§ **WORK REQUIRED**
Could you output the listing that follows exactly, without its images?

==========

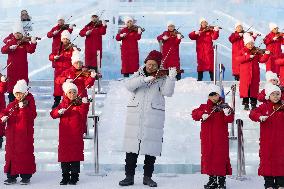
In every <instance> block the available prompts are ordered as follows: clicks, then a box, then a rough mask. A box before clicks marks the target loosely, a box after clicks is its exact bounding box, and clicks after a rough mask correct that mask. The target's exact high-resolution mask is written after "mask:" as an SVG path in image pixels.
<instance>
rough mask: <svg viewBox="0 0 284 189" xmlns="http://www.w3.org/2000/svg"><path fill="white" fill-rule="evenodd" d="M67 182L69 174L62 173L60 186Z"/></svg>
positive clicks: (69, 174) (68, 180)
mask: <svg viewBox="0 0 284 189" xmlns="http://www.w3.org/2000/svg"><path fill="white" fill-rule="evenodd" d="M69 181H70V174H69V173H63V174H62V180H61V182H60V185H67V184H68V182H69Z"/></svg>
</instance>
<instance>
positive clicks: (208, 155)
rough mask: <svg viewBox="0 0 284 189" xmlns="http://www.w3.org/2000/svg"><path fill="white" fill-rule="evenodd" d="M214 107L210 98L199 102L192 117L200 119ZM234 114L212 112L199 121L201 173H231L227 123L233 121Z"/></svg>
mask: <svg viewBox="0 0 284 189" xmlns="http://www.w3.org/2000/svg"><path fill="white" fill-rule="evenodd" d="M213 109H214V104H213V102H212V101H211V100H208V101H207V104H201V105H200V106H199V108H197V109H194V110H193V111H192V118H193V120H195V121H200V120H201V119H202V115H203V114H205V113H207V114H210V112H211V111H212V110H213ZM233 120H234V115H233V114H231V115H229V116H225V114H224V112H223V111H220V112H213V113H212V114H211V116H210V117H208V119H207V120H205V121H203V122H202V123H201V132H200V139H201V173H202V174H207V175H218V176H225V175H231V174H232V168H231V164H230V157H229V138H228V135H229V133H228V123H231V122H233Z"/></svg>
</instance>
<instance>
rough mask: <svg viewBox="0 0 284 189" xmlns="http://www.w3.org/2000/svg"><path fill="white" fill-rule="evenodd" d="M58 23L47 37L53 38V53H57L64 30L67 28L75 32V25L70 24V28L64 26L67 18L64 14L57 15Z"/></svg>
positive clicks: (70, 31)
mask: <svg viewBox="0 0 284 189" xmlns="http://www.w3.org/2000/svg"><path fill="white" fill-rule="evenodd" d="M57 20H58V21H57V25H56V26H54V27H53V28H52V29H51V30H50V31H49V32H48V33H47V37H48V38H52V39H53V40H52V50H51V53H57V50H58V48H59V46H60V42H61V34H62V32H63V31H65V30H67V31H68V32H69V33H72V32H73V25H71V24H70V25H69V28H66V27H64V24H65V18H64V16H61V15H59V16H58V17H57Z"/></svg>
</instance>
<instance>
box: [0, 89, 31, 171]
mask: <svg viewBox="0 0 284 189" xmlns="http://www.w3.org/2000/svg"><path fill="white" fill-rule="evenodd" d="M25 100H27V101H28V105H27V106H25V107H24V108H15V111H13V113H12V114H11V115H10V117H9V119H8V121H7V127H6V131H5V135H6V147H5V150H6V155H5V161H6V164H5V167H4V172H5V173H10V174H11V175H16V174H33V173H35V172H36V164H35V156H34V120H35V118H36V116H37V113H36V106H35V101H34V97H33V95H32V94H30V93H29V94H28V95H27V96H26V98H25ZM18 103H19V101H18V100H17V99H15V100H14V101H13V102H11V103H10V104H8V106H7V108H6V109H4V110H3V111H2V112H1V117H2V116H8V115H9V112H10V109H11V108H14V107H15V106H18Z"/></svg>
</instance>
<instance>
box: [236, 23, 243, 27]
mask: <svg viewBox="0 0 284 189" xmlns="http://www.w3.org/2000/svg"><path fill="white" fill-rule="evenodd" d="M242 25H243V24H242V23H241V22H237V23H236V24H235V29H236V28H237V27H238V26H242Z"/></svg>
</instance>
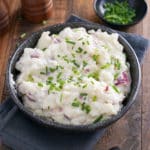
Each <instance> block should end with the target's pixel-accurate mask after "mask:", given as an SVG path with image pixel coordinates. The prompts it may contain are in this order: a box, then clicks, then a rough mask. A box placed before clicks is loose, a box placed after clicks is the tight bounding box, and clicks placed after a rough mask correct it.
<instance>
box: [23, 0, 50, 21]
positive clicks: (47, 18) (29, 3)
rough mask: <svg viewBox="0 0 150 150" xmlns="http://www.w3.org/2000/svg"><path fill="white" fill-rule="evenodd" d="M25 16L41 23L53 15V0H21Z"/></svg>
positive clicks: (25, 17)
mask: <svg viewBox="0 0 150 150" xmlns="http://www.w3.org/2000/svg"><path fill="white" fill-rule="evenodd" d="M21 5H22V13H23V16H24V17H25V18H26V19H27V20H28V21H30V22H32V23H41V22H42V21H44V20H47V19H49V18H50V17H51V14H52V7H53V1H52V0H21Z"/></svg>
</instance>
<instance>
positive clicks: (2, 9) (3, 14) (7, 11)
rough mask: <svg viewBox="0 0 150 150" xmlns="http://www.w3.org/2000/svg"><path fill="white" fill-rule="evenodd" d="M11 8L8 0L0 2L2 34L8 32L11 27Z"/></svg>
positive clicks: (0, 23) (1, 29) (0, 11)
mask: <svg viewBox="0 0 150 150" xmlns="http://www.w3.org/2000/svg"><path fill="white" fill-rule="evenodd" d="M8 10H9V8H8V4H7V1H6V0H0V33H1V34H2V33H4V32H6V31H7V29H8V26H9V11H8Z"/></svg>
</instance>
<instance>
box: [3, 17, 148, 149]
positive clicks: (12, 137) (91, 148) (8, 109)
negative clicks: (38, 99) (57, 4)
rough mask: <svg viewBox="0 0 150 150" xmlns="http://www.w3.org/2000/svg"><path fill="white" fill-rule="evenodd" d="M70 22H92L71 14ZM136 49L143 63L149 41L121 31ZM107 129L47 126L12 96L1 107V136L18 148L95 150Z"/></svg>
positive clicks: (36, 148) (14, 148)
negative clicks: (34, 121)
mask: <svg viewBox="0 0 150 150" xmlns="http://www.w3.org/2000/svg"><path fill="white" fill-rule="evenodd" d="M67 22H85V23H86V22H89V21H87V20H85V19H82V18H79V17H78V16H75V15H71V16H70V17H69V18H68V20H67ZM117 32H118V33H119V34H121V35H122V36H123V37H124V38H125V39H126V40H128V42H129V43H130V44H131V45H132V47H133V48H134V50H135V52H136V54H137V56H138V58H139V61H140V62H141V60H142V58H143V56H144V53H145V51H146V50H147V48H148V40H146V39H144V38H143V37H141V36H139V35H135V34H128V33H124V32H120V31H117ZM104 132H105V129H103V130H97V131H94V132H88V133H73V132H64V131H60V130H56V129H54V128H46V127H43V126H41V125H39V124H38V123H36V122H34V121H32V120H30V119H28V118H27V116H26V115H24V114H23V113H22V112H20V111H19V109H18V108H17V106H16V105H15V104H14V102H13V101H12V100H11V98H8V99H7V100H6V101H5V102H4V103H3V104H2V105H1V106H0V136H1V138H2V141H3V143H4V144H6V145H8V146H9V147H11V148H12V149H15V150H60V149H61V150H92V149H93V147H94V145H95V144H96V143H97V141H98V140H99V139H100V138H101V136H102V135H103V134H104Z"/></svg>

==========

§ **TASK RESULT**
In every <instance> block the available prompts are ordered as follows: clicks, then a box, then a rough mask. A box before clicks marks the target loosely, a box after clicks is its exact bounding box, and clicks after a rough mask correct that mask. The target's exact high-resolution mask is written after "mask:" as an SVG path in image pixels.
<instance>
rough mask: <svg viewBox="0 0 284 189" xmlns="http://www.w3.org/2000/svg"><path fill="white" fill-rule="evenodd" d="M67 182L69 174L62 173L60 186Z"/></svg>
positive clicks: (69, 174) (68, 180)
mask: <svg viewBox="0 0 284 189" xmlns="http://www.w3.org/2000/svg"><path fill="white" fill-rule="evenodd" d="M69 181H70V174H69V173H63V174H62V180H61V182H60V185H67V184H68V182H69Z"/></svg>
</instance>
<instance>
positive clicks: (208, 155)
rough mask: <svg viewBox="0 0 284 189" xmlns="http://www.w3.org/2000/svg"><path fill="white" fill-rule="evenodd" d="M214 107L210 98L199 102L192 117L200 119ZM234 114L212 112L199 121L201 173H231L227 123L233 121Z"/></svg>
mask: <svg viewBox="0 0 284 189" xmlns="http://www.w3.org/2000/svg"><path fill="white" fill-rule="evenodd" d="M213 109H214V104H213V102H212V101H211V100H208V101H207V104H201V105H200V106H199V108H197V109H194V110H193V111H192V118H193V120H195V121H200V120H201V119H202V115H203V114H205V113H207V114H210V112H211V111H212V110H213ZM233 120H234V115H233V114H231V115H229V116H225V114H224V112H223V111H220V112H213V113H212V114H211V116H210V117H208V119H207V120H205V121H203V122H202V123H201V132H200V139H201V173H202V174H207V175H218V176H225V175H231V174H232V168H231V164H230V157H229V138H228V135H229V133H228V123H231V122H233Z"/></svg>
</instance>
<instance>
rough mask: <svg viewBox="0 0 284 189" xmlns="http://www.w3.org/2000/svg"><path fill="white" fill-rule="evenodd" d="M58 23L47 37L53 38V53H57L64 30L67 28L75 32V25L70 24V28L64 26L67 18L64 14L57 15Z"/></svg>
positive clicks: (70, 31)
mask: <svg viewBox="0 0 284 189" xmlns="http://www.w3.org/2000/svg"><path fill="white" fill-rule="evenodd" d="M57 20H58V21H57V25H56V26H54V27H53V28H52V29H51V30H50V31H49V32H48V33H47V37H48V38H52V39H53V40H52V50H51V53H57V50H58V48H59V46H60V42H61V34H62V32H63V31H65V30H67V31H68V32H69V33H72V32H73V25H71V24H70V25H69V28H66V27H64V24H65V18H64V16H61V15H59V16H58V17H57Z"/></svg>
</instance>
<instance>
box: [0, 89, 31, 171]
mask: <svg viewBox="0 0 284 189" xmlns="http://www.w3.org/2000/svg"><path fill="white" fill-rule="evenodd" d="M25 100H27V101H28V105H27V106H25V107H24V108H15V111H13V113H12V114H11V115H10V117H9V119H8V121H7V127H6V131H5V135H6V147H5V150H6V155H5V161H6V164H5V167H4V172H5V173H10V174H11V175H16V174H33V173H35V172H36V164H35V156H34V120H35V118H36V116H37V113H36V106H35V101H34V97H33V95H32V94H30V93H29V94H28V95H27V96H26V98H25ZM18 103H19V101H18V100H17V99H15V100H14V101H13V102H11V103H10V104H8V106H7V108H6V109H4V110H3V111H2V112H1V117H2V116H8V115H9V112H10V109H11V108H14V107H15V106H18Z"/></svg>
</instance>
<instance>
box: [236, 23, 243, 27]
mask: <svg viewBox="0 0 284 189" xmlns="http://www.w3.org/2000/svg"><path fill="white" fill-rule="evenodd" d="M242 25H243V24H242V23H241V22H237V23H236V24H235V29H236V28H237V27H238V26H242Z"/></svg>
</instance>
Each <instance> block should end with the target's pixel-accurate mask after "mask:", given as an SVG path with image pixel coordinates. The prompts it may contain are in this order: a box, then clicks, then a rough mask. A box placed before clicks is loose, a box placed after clicks is the tight bounding box, and clicks placed after a rough mask correct it.
<instance>
box: [23, 0, 50, 21]
positive clicks: (47, 18) (29, 3)
rough mask: <svg viewBox="0 0 150 150" xmlns="http://www.w3.org/2000/svg"><path fill="white" fill-rule="evenodd" d="M25 16L41 23L53 15V0H21Z"/></svg>
positive clicks: (25, 17)
mask: <svg viewBox="0 0 150 150" xmlns="http://www.w3.org/2000/svg"><path fill="white" fill-rule="evenodd" d="M21 5H22V13H23V16H24V17H25V18H26V19H27V20H28V21H30V22H32V23H41V22H42V21H44V20H47V19H49V18H50V17H51V14H52V7H53V1H52V0H21Z"/></svg>
</instance>
<instance>
positive clicks: (2, 9) (3, 14) (7, 11)
rough mask: <svg viewBox="0 0 150 150" xmlns="http://www.w3.org/2000/svg"><path fill="white" fill-rule="evenodd" d="M11 8L8 0L0 2L2 34L8 32L11 27Z"/></svg>
positive clicks: (0, 23) (1, 29) (0, 11)
mask: <svg viewBox="0 0 150 150" xmlns="http://www.w3.org/2000/svg"><path fill="white" fill-rule="evenodd" d="M8 10H9V8H8V4H7V1H6V0H0V33H1V34H2V33H4V32H6V31H7V29H8V26H9V11H8Z"/></svg>
</instance>
<instance>
box: [3, 17, 148, 149]
positive clicks: (12, 137) (91, 148) (8, 109)
negative clicks: (38, 99) (57, 4)
rough mask: <svg viewBox="0 0 150 150" xmlns="http://www.w3.org/2000/svg"><path fill="white" fill-rule="evenodd" d="M70 22H92L71 14ZM136 49L143 63L149 41L121 31ZM107 129L47 126L12 96L1 107V136L18 148L95 150Z"/></svg>
positive clicks: (36, 148) (14, 148)
negative clicks: (34, 121)
mask: <svg viewBox="0 0 150 150" xmlns="http://www.w3.org/2000/svg"><path fill="white" fill-rule="evenodd" d="M67 22H85V23H86V22H89V21H87V20H85V19H82V18H79V17H78V16H75V15H71V16H70V17H69V18H68V20H67ZM117 32H118V33H119V34H121V35H122V36H123V37H124V38H125V39H126V40H128V42H129V43H130V44H131V45H132V47H133V48H134V50H135V52H136V54H137V56H138V58H139V61H140V62H141V60H142V58H143V56H144V53H145V51H146V50H147V48H148V40H146V39H144V38H143V37H141V36H139V35H135V34H128V33H124V32H120V31H117ZM104 132H105V129H103V130H97V131H94V132H88V133H73V132H64V131H60V130H56V129H54V128H46V127H43V126H41V125H39V124H38V123H36V122H34V121H32V120H30V119H28V118H27V116H26V115H24V114H23V113H22V112H20V111H19V109H18V108H17V106H16V105H15V104H14V102H13V101H12V100H11V98H8V99H7V100H6V101H5V102H4V103H3V104H2V105H1V106H0V136H1V138H2V141H3V143H4V144H6V145H8V146H9V147H11V148H12V149H15V150H60V149H61V150H92V149H93V147H94V145H95V144H96V143H97V141H98V140H99V139H100V138H101V136H102V135H103V134H104Z"/></svg>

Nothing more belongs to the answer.